Segment Start: Study material

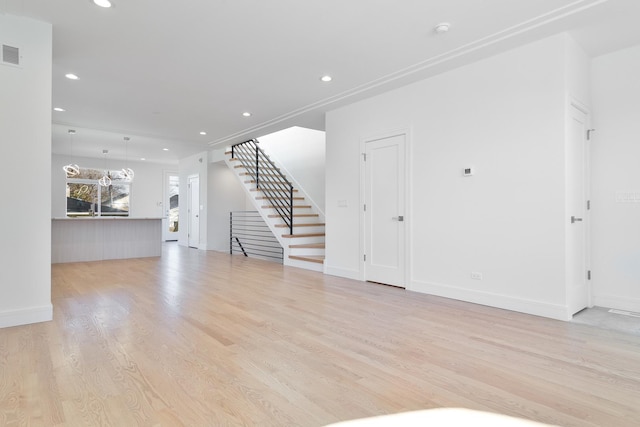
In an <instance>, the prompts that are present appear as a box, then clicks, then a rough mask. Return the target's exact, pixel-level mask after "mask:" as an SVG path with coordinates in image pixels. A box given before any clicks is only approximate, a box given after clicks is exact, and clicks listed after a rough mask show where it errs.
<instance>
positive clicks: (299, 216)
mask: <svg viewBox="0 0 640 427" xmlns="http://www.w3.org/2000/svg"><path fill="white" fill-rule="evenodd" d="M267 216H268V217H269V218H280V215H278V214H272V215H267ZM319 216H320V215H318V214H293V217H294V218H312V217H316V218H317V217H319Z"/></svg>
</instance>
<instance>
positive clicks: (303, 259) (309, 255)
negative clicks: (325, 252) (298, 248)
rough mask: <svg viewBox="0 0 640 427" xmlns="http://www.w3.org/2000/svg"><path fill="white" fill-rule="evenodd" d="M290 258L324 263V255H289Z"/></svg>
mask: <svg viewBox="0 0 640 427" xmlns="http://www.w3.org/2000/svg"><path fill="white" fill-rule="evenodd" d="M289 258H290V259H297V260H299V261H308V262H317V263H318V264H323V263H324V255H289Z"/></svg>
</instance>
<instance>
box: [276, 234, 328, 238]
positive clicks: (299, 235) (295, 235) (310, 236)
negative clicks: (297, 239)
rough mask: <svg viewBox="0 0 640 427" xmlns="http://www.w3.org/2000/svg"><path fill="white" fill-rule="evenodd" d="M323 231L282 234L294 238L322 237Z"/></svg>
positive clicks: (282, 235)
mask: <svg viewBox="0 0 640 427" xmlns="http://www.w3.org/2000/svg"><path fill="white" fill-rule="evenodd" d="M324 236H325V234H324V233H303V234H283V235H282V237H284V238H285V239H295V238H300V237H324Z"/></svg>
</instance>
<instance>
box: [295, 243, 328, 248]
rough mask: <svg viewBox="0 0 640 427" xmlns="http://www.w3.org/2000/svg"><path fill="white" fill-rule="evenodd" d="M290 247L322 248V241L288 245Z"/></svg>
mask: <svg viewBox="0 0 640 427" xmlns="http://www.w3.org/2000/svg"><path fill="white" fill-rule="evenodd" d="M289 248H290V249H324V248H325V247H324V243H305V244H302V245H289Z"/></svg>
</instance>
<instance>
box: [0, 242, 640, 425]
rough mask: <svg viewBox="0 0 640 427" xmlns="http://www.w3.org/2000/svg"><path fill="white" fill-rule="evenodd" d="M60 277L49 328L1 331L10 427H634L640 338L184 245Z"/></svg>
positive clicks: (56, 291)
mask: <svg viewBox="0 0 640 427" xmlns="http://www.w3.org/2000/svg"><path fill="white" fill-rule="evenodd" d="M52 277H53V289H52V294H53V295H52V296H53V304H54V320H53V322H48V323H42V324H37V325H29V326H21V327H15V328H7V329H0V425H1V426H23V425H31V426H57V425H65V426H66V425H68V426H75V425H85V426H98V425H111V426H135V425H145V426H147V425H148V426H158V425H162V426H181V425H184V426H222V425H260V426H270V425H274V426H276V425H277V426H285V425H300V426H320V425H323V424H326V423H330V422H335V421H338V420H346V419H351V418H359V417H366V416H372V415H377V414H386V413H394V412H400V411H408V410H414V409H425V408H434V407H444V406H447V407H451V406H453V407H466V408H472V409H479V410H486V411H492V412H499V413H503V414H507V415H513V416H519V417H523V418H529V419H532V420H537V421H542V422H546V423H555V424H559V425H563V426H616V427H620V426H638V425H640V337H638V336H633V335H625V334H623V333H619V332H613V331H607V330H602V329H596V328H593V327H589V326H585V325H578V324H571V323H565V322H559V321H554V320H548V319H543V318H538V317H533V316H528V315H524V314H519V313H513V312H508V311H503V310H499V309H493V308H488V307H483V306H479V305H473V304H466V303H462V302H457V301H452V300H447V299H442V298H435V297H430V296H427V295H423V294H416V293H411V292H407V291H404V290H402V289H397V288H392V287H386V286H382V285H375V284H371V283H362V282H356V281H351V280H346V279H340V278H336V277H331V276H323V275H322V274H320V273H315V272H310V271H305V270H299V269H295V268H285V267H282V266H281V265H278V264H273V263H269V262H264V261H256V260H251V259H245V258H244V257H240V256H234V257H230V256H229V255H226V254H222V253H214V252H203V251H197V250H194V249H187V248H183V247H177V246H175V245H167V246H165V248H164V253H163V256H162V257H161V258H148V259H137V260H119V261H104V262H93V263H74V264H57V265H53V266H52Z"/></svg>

Segment End: Study material
Segment Start: Study material

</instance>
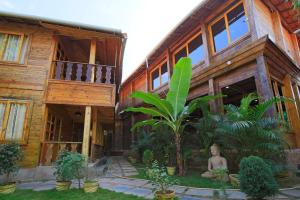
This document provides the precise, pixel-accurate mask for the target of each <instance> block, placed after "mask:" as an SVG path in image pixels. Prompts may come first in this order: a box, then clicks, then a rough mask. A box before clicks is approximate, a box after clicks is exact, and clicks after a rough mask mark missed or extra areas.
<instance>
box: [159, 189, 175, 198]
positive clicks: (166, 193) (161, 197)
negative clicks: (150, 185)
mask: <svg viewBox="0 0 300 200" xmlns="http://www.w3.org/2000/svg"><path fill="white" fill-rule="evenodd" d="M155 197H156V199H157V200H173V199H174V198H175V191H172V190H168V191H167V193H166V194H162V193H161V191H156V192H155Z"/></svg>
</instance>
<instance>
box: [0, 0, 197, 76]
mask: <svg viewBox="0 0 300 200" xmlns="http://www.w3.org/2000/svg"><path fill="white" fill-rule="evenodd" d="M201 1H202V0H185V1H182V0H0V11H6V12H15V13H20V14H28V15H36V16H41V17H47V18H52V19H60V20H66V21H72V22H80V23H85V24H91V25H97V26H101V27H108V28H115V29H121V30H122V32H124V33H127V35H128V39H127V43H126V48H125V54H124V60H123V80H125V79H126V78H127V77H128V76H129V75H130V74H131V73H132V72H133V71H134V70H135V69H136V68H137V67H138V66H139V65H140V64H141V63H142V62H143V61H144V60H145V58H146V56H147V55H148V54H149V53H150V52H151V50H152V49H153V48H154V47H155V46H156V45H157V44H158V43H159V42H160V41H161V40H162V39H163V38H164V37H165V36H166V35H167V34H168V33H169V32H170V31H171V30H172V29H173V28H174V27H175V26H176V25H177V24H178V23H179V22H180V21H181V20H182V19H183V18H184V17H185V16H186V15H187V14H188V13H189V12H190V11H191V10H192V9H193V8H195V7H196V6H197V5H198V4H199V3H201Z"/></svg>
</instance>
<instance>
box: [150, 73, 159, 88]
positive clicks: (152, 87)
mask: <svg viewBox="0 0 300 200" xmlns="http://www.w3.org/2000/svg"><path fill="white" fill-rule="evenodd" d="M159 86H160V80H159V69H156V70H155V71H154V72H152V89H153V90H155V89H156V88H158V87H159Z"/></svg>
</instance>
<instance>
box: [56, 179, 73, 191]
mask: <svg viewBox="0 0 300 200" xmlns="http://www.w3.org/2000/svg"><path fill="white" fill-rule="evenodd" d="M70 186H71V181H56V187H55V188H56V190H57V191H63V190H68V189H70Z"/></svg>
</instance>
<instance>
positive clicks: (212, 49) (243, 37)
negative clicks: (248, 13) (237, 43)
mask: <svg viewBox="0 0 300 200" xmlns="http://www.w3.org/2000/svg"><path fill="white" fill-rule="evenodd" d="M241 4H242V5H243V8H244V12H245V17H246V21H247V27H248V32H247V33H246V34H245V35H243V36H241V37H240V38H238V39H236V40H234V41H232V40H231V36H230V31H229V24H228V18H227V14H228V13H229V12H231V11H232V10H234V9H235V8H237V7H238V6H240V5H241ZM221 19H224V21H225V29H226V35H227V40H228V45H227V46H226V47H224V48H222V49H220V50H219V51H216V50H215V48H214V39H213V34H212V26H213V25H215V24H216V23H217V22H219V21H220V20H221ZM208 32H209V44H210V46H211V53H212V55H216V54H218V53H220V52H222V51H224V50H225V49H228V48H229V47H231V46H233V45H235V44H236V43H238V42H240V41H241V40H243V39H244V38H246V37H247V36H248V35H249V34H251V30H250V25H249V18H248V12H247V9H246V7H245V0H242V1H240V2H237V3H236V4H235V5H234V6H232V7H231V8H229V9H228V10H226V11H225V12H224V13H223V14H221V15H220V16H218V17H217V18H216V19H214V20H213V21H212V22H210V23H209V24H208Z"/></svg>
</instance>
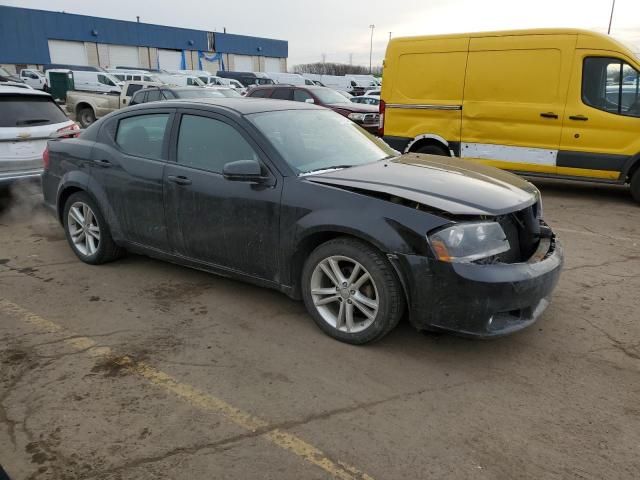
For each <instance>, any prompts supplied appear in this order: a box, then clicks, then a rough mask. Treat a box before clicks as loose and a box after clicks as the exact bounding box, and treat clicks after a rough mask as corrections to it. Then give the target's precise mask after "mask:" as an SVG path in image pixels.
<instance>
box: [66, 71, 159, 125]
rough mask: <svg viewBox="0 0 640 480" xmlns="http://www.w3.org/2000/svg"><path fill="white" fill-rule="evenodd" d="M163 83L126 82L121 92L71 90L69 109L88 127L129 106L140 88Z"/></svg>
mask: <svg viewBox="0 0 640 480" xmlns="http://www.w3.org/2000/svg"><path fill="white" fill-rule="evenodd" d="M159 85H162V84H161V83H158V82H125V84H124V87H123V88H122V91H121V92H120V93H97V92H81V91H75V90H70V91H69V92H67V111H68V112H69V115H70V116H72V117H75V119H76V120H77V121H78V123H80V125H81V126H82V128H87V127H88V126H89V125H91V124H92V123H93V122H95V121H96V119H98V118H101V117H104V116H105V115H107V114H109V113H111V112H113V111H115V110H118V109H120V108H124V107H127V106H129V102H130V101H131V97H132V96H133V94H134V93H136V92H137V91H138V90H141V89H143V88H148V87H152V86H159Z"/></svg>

Segment End: Study material
Segment Start: Study material

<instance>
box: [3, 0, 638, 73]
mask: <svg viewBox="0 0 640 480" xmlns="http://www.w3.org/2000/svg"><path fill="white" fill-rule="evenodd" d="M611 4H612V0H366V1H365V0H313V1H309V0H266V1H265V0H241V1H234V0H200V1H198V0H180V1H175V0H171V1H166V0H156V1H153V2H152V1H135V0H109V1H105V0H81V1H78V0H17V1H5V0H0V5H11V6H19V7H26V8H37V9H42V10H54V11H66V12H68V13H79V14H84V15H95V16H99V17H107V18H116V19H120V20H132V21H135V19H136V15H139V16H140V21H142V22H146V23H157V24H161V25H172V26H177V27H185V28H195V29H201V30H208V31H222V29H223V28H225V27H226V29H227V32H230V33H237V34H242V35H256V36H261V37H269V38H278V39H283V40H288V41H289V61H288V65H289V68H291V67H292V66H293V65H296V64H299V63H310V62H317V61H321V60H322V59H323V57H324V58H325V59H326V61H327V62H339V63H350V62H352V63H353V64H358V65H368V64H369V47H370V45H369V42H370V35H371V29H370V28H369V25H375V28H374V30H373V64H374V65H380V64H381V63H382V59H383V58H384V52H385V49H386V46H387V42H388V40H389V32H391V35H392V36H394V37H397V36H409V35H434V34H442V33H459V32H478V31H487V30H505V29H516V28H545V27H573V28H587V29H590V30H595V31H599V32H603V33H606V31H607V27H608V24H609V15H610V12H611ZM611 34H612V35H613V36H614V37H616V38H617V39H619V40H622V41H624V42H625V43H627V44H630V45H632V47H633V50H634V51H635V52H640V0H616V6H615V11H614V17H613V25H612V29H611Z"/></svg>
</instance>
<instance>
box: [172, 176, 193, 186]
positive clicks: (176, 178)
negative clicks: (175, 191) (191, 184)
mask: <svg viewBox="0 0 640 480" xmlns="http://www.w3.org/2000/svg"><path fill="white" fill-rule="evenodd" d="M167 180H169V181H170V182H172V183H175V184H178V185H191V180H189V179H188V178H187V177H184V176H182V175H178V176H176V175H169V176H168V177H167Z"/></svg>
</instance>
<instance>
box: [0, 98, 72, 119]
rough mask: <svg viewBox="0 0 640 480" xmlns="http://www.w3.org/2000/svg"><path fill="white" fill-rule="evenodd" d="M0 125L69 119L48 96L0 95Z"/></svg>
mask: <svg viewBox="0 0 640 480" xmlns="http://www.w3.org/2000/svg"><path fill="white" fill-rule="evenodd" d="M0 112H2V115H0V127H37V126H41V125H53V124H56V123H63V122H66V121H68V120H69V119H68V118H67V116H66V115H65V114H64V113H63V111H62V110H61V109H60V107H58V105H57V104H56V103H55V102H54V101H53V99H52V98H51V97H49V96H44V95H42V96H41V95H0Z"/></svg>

Segment End: Study material

Exercise instructions:
Tell how many lines in the material contain the word "order". Only the number is wanted.

Output:
2